What to do:
How would the account of Williamson's death sentence and last-minute stay, given below before the items, continue after its final sentence?
==== Excerpted text ====
The warden said he had a duty to carry out, and he read from a piece of paper: You have been sentenced to die by lethal injection, and such sentence will be carried out at 12:30 a.m., the 24th of September, 1994. The prison had received no stay of execution, the warden said, so Williamson would be brought to the holding area next to the death chamber until the 24th.
He was led back to a cell, screaming from that moment on, night and day, even after they moved him into another unit with double doors to muffle the noise. On Sept. 17, Williamson was shifted into the special cell for prisoners with less than a week to live. By then, the screaming had torn his throat to ribbons, but everyone knew his raspy, desperate litany: “I did not rape or kill Debra Sue Carter! I am an innocent man!” In Norman, Okla., a public defender named Janet Chesley frantically scrambled a team to move the case into federal court, assembling a mass of papers and fresh arguments. With just five days to go, they won a stay.
One year later, U.S. district court Judge Frank Seay would rule that Williamson’s trial had been a constitutional shambles. His conviction and death sentence–ratified by every state court in Oklahoma–had been plagued by unreliable informants, prosecutorial misconduct, an inept defense lawyer, bogus scientific evidence and a witness who himself was a likely suspect, the federal judge said. He vacated the conviction.
==== Records ====
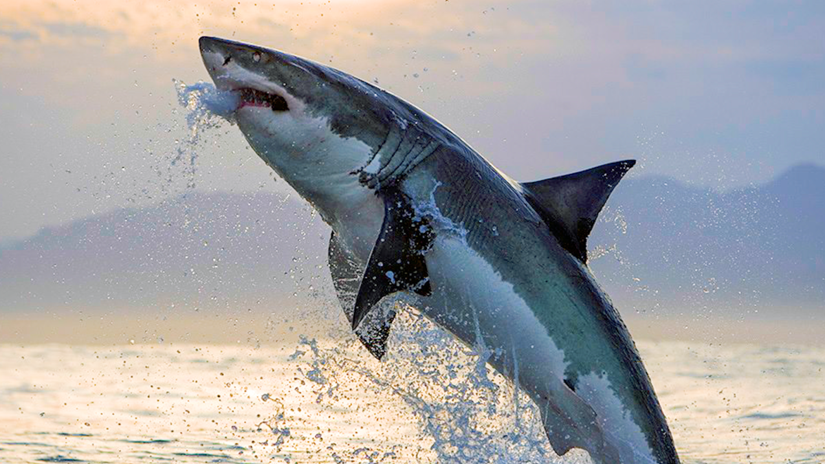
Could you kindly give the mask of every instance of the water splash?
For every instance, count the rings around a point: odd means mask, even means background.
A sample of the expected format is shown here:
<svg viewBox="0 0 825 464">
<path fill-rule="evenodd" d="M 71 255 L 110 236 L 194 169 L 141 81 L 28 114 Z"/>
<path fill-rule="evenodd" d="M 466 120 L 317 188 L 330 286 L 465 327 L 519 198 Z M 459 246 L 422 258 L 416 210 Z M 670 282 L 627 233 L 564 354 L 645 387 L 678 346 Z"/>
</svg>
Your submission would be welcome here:
<svg viewBox="0 0 825 464">
<path fill-rule="evenodd" d="M 191 85 L 177 79 L 172 79 L 172 82 L 177 92 L 177 102 L 187 111 L 189 137 L 184 143 L 176 140 L 176 154 L 171 164 L 176 166 L 179 163 L 188 162 L 186 166 L 189 177 L 186 187 L 194 189 L 197 173 L 196 149 L 200 143 L 201 133 L 204 130 L 219 126 L 223 121 L 234 122 L 234 111 L 240 97 L 233 92 L 219 90 L 214 85 L 203 81 Z"/>
<path fill-rule="evenodd" d="M 556 457 L 538 409 L 526 394 L 487 366 L 488 349 L 459 343 L 411 308 L 397 310 L 390 349 L 381 362 L 363 361 L 364 348 L 352 337 L 328 347 L 301 338 L 289 358 L 299 362 L 296 370 L 314 386 L 316 404 L 342 407 L 350 400 L 346 392 L 356 378 L 359 388 L 365 386 L 376 400 L 389 402 L 387 396 L 392 395 L 406 405 L 417 419 L 424 449 L 429 448 L 435 462 L 590 462 L 581 450 L 563 459 Z M 312 428 L 307 425 L 304 428 Z M 337 448 L 331 457 L 358 461 L 386 451 Z"/>
</svg>

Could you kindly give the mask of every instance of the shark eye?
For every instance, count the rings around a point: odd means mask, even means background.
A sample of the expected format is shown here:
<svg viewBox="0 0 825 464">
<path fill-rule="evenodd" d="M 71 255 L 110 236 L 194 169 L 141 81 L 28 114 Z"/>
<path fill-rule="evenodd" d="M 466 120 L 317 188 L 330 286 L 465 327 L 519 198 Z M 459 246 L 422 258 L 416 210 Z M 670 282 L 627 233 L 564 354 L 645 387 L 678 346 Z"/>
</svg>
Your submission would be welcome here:
<svg viewBox="0 0 825 464">
<path fill-rule="evenodd" d="M 286 100 L 283 97 L 276 94 L 271 94 L 269 99 L 269 104 L 272 107 L 273 111 L 290 111 L 290 106 L 286 104 Z"/>
</svg>

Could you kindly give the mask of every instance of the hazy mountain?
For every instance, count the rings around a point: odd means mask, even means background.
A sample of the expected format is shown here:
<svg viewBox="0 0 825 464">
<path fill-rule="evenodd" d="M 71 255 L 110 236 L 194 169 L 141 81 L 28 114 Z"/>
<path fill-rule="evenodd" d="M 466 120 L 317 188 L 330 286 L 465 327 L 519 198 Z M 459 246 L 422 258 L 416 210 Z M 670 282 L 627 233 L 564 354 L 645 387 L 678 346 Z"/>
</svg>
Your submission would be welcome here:
<svg viewBox="0 0 825 464">
<path fill-rule="evenodd" d="M 0 310 L 296 304 L 328 289 L 328 231 L 295 196 L 191 192 L 0 249 Z M 719 193 L 623 181 L 590 239 L 625 314 L 825 313 L 825 168 Z"/>
<path fill-rule="evenodd" d="M 795 167 L 719 193 L 622 182 L 590 241 L 615 301 L 637 310 L 825 316 L 825 168 Z"/>
<path fill-rule="evenodd" d="M 0 310 L 290 304 L 326 278 L 328 234 L 294 196 L 191 192 L 7 245 Z"/>
</svg>

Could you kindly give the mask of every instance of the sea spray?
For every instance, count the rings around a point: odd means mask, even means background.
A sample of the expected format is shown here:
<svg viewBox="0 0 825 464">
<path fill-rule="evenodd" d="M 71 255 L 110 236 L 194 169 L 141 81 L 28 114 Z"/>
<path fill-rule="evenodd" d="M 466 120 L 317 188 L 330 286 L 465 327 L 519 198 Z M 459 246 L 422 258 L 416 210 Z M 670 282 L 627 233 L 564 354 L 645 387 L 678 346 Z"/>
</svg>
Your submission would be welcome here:
<svg viewBox="0 0 825 464">
<path fill-rule="evenodd" d="M 176 166 L 181 162 L 188 162 L 186 171 L 189 182 L 186 187 L 194 189 L 200 135 L 205 129 L 219 126 L 223 121 L 234 122 L 234 111 L 238 108 L 239 97 L 233 92 L 219 90 L 214 84 L 203 81 L 191 85 L 177 79 L 172 79 L 172 82 L 177 92 L 177 102 L 187 111 L 189 137 L 182 143 L 176 140 L 177 153 L 171 164 Z"/>
<path fill-rule="evenodd" d="M 186 85 L 175 81 L 175 85 L 178 101 L 187 111 L 189 137 L 178 144 L 172 163 L 189 161 L 190 187 L 194 188 L 201 134 L 224 121 L 234 122 L 238 96 L 208 83 Z M 330 303 L 318 300 L 319 306 Z M 332 310 L 338 310 L 337 301 L 333 303 Z M 383 362 L 376 362 L 365 354 L 351 334 L 336 334 L 331 345 L 301 337 L 286 358 L 295 366 L 297 376 L 279 381 L 295 383 L 290 390 L 309 387 L 314 396 L 312 402 L 330 411 L 342 410 L 351 402 L 347 391 L 356 385 L 368 389 L 378 402 L 400 399 L 417 418 L 418 433 L 425 445 L 422 451 L 438 462 L 588 462 L 580 450 L 563 460 L 554 457 L 535 406 L 523 391 L 488 367 L 493 354 L 488 347 L 464 346 L 412 309 L 398 310 L 390 350 Z M 399 452 L 391 436 L 385 437 L 386 444 L 378 443 L 374 447 L 363 443 L 351 448 L 327 443 L 320 432 L 325 430 L 320 417 L 287 410 L 269 393 L 261 398 L 267 411 L 257 428 L 266 438 L 252 447 L 262 454 L 271 452 L 273 447 L 285 452 L 293 441 L 323 443 L 318 452 L 337 462 L 393 461 Z M 380 423 L 375 425 L 380 428 Z"/>
<path fill-rule="evenodd" d="M 590 462 L 582 450 L 564 458 L 555 456 L 532 401 L 487 366 L 488 349 L 458 343 L 411 308 L 398 310 L 383 361 L 365 354 L 354 337 L 332 343 L 301 337 L 288 358 L 296 366 L 294 381 L 309 386 L 315 404 L 331 411 L 351 403 L 347 392 L 352 389 L 365 389 L 375 402 L 388 406 L 397 402 L 393 397 L 400 399 L 417 418 L 421 453 L 439 463 Z M 314 424 L 312 416 L 294 419 L 294 424 L 290 416 L 282 419 L 282 426 L 293 430 L 290 439 L 312 440 L 295 431 L 323 428 L 325 424 L 320 419 Z M 381 428 L 380 422 L 375 425 Z M 392 432 L 387 433 L 386 446 L 362 443 L 349 448 L 338 443 L 323 452 L 342 462 L 392 455 L 398 450 L 391 444 Z"/>
</svg>

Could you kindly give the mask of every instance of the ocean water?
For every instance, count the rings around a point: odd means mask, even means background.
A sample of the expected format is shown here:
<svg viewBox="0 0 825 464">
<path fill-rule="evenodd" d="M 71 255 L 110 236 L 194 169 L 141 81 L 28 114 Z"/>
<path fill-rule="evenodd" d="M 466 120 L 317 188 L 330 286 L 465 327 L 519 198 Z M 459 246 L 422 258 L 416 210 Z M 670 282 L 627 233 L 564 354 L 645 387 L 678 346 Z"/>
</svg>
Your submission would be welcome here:
<svg viewBox="0 0 825 464">
<path fill-rule="evenodd" d="M 0 462 L 589 462 L 416 315 L 381 362 L 345 334 L 0 345 Z M 825 462 L 825 349 L 638 345 L 683 462 Z"/>
</svg>

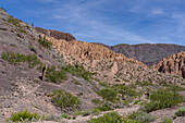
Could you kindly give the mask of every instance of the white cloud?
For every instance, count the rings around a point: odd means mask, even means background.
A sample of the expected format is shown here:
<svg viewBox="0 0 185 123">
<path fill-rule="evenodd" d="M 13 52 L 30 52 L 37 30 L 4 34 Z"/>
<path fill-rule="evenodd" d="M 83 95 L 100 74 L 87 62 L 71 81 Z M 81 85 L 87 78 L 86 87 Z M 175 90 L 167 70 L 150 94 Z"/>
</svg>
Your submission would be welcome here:
<svg viewBox="0 0 185 123">
<path fill-rule="evenodd" d="M 163 10 L 162 9 L 151 10 L 151 14 L 156 14 L 156 15 L 163 14 Z"/>
</svg>

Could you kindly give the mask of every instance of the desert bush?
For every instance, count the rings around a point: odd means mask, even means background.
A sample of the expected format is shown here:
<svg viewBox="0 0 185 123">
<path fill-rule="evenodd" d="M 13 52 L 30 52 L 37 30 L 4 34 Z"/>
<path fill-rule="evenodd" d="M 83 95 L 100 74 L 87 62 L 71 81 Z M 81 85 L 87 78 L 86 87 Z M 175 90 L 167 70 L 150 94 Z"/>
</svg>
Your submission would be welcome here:
<svg viewBox="0 0 185 123">
<path fill-rule="evenodd" d="M 17 19 L 10 17 L 10 19 L 8 19 L 8 22 L 9 22 L 10 24 L 15 25 L 16 27 L 22 27 L 21 24 L 20 24 L 21 21 L 17 20 Z"/>
<path fill-rule="evenodd" d="M 71 119 L 71 116 L 67 114 L 67 113 L 62 113 L 62 118 L 64 118 L 64 119 Z"/>
<path fill-rule="evenodd" d="M 82 101 L 77 97 L 62 89 L 54 90 L 49 96 L 52 98 L 52 101 L 61 108 L 76 108 L 82 103 Z"/>
<path fill-rule="evenodd" d="M 176 112 L 175 115 L 177 116 L 185 116 L 185 108 L 180 108 Z"/>
<path fill-rule="evenodd" d="M 3 9 L 3 8 L 0 8 L 1 10 L 3 10 L 4 12 L 7 12 L 7 10 L 5 9 Z"/>
<path fill-rule="evenodd" d="M 23 122 L 23 121 L 37 121 L 42 119 L 38 113 L 30 113 L 27 110 L 13 113 L 8 121 L 11 122 Z"/>
<path fill-rule="evenodd" d="M 81 65 L 71 65 L 67 64 L 65 67 L 63 67 L 66 72 L 71 73 L 72 75 L 83 77 L 86 81 L 90 81 L 91 75 L 95 73 L 90 73 L 89 71 L 86 71 L 83 66 Z"/>
<path fill-rule="evenodd" d="M 124 84 L 115 84 L 112 86 L 114 90 L 116 90 L 119 94 L 126 95 L 128 97 L 137 97 L 140 94 L 137 93 L 134 88 L 134 86 L 130 85 L 124 85 Z"/>
<path fill-rule="evenodd" d="M 175 90 L 170 91 L 166 89 L 160 89 L 151 94 L 150 100 L 150 102 L 145 104 L 147 112 L 176 106 L 177 103 L 183 102 L 183 97 Z"/>
<path fill-rule="evenodd" d="M 122 123 L 123 119 L 116 112 L 109 112 L 97 119 L 90 119 L 89 123 Z"/>
<path fill-rule="evenodd" d="M 140 102 L 140 100 L 135 100 L 134 104 L 138 104 Z"/>
<path fill-rule="evenodd" d="M 162 123 L 173 123 L 169 118 L 162 118 Z"/>
<path fill-rule="evenodd" d="M 156 116 L 152 116 L 150 113 L 146 112 L 133 112 L 130 114 L 128 119 L 135 120 L 139 123 L 149 123 L 156 121 Z"/>
<path fill-rule="evenodd" d="M 46 77 L 48 77 L 52 83 L 62 83 L 67 78 L 65 71 L 63 69 L 55 69 L 54 65 L 47 69 Z"/>
<path fill-rule="evenodd" d="M 101 89 L 100 90 L 100 96 L 107 100 L 107 101 L 111 101 L 111 102 L 115 102 L 118 99 L 118 93 L 113 89 Z"/>
<path fill-rule="evenodd" d="M 100 111 L 109 111 L 112 110 L 111 106 L 109 103 L 103 103 L 101 107 L 99 107 Z"/>
<path fill-rule="evenodd" d="M 46 39 L 45 37 L 44 37 L 44 38 L 39 38 L 39 39 L 38 39 L 38 42 L 39 42 L 42 47 L 48 48 L 49 50 L 51 50 L 51 48 L 52 48 L 52 44 L 51 44 L 48 39 Z"/>
</svg>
====
Output of the task:
Last April, before Williamson could be tried again, DNA tests arranged by the Innocence Project at the Benjamin N. Cardozo Law School in New York proved that he was actually innocent. Across the country, the Ron Williamson story has happened over and over. Since 1976, Illinois has executed 12 people–and freed 13 from death row as innocent. Last week Illinois Gov. George Ryan declared a moratorium on executions. The next day a California judge threw out the convictions of nine people after prosecutors said they were among at least 32 framed by a group of corrupt police officers within the Los Angeles Police Department. New innocence cases, based on DNA tests, are on the horizon in California, Texas, Florida and Louisiana.
A rare moment of enlightenment is at hand. In the last decade, DNA tests have provided stone-cold proof that 69 people were sent to prison and death row in North America for crimes they did not commit. The number has been rising at a rate of more than one a month. What matters most is not how the wrongly convicted got out of jail, but how they got into it. “How do you prevent another innocent man or woman from paying the ultimate penalty for a crime he or she did not commit?” asked Governor Ryan, a Republican and death-penalty supporter. “Today I cannot answer that question.”
In 22 states, the fabric of false guilt has been laid bare, and the same vivid threads bind a wealthy Oklahoma businessman and a Maryland fisherman; a Marine corporal in California and a boiler repairman in Virginia; a Chicago drifter and a Louisiana construction worker; a Missouri schoolteacher and the Oklahoma ballplayer. Sometimes, it turns out, eyewitnesses make mistakes. Snitches tell lies. Confessions are coerced or fabricated. Racism trumps the truth. Lab tests are rigged. Defense lawyers sleep. Cops lie.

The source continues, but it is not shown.